_Requirement:_ Continue the account of the Coders Strike Back contest, starting after its final sentence.

_Study text:_
The blocker part of the evaluation function gives a bonus to :
  • If I am not at risk to timeout :
    • Reducing the opponent’s runner evaluation
    • Maintaining my blocker’s angle in the direction where the opponent’s runner is (maintain eyes on target)
    • Minimizing the angle under which the opponent’s runner sees his next checkpoint and my blocker (stay between him and his next checkpoint)
    • Minimize the blocker’s distance to his waiting point. (wait for the opponent in front of his next checkpoint).
  • If I am at risk to timeout :
    • The blocker uses the same evaluation function as a runner to take his next checkpoint and reset the timer.
All the factors above are weighted according to their order of importance. For example, the “wait for the opponent in front of his next checkpoint” is of low priority compared to pushing him out of his path.
I received many questions during the contest asking how my runner would become berserk and act like a second blocker. There is no magic in there : it is simply not specified in the evaluation function what pod should be used to reduce the opponent’s runner evaluation. The blocker evaluation function can be over-weighted or under-weighted to change my runner bot’s tendency to have a blocker behavior.
I had a lot of fun during the last three days of the contest uploading a version of the AI with a behavior where the runner wants to block a hundred times more than it wants to advance. In the final release, this value was brought down to 1.5.


The contest was challenging and interesting. Positives and negatives :

  • The games were 1v1. Games with more than two players generally evolve into a race towards greediness, and the top bots’ final strategies have (carefully designed) holes, that they hope other greedy opponents won’t exploit. Under that light, “Coders Strike Back” is much better designed than “Back to the code” for example.
  • Many approaches seemed viable, as seen on the forums (evolutionary algorithms, beam search, minimax, basic heuristics, or even neural networks for some).

_Information provided:_
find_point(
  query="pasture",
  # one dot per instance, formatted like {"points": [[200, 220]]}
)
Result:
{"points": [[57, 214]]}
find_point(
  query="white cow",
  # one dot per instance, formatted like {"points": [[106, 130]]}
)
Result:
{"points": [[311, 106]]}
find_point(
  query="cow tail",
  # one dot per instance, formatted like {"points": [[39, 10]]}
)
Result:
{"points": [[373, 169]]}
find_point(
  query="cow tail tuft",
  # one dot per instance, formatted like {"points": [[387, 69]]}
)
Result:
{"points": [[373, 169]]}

_Response area:_
  • “Easy to participate, hard to master”  : a great game for everybody !

  • Incomplete description of the rules and physics engine. Either the game is to reverse engineer the simulation engine, or the game is to program the best AI. It is particularly disappointing to spend 24h “debugging” a local simulation engine before understanding there is a hidden minimum-impulse on collision.

Ranking system. TrueSkill is setup to “forget” old matches from a player, as it is expected that a human player’s level will evolve with time. This is not the case for an AI : the rankings should be able to stabilize over time without the feeling that luck is involved in the process.


  1. Congrats for the contest and nice post dude !
    I'm starting lerning genetics algorithms and I would like to ask some questions. They can be personal, so feel free to not answer all ;)
    First, How much people your population contains at the beginning and how much generations do you generate each turn ?
    Then, can you tell me more about the evolution functions ? (The number of selected genome, does your mutation is a lot random, how much people do you mutate, and same question for the crossover).
    These numbers could be really helpful for me in programming my first efficient AI :)

    1. Sorry for the late answer...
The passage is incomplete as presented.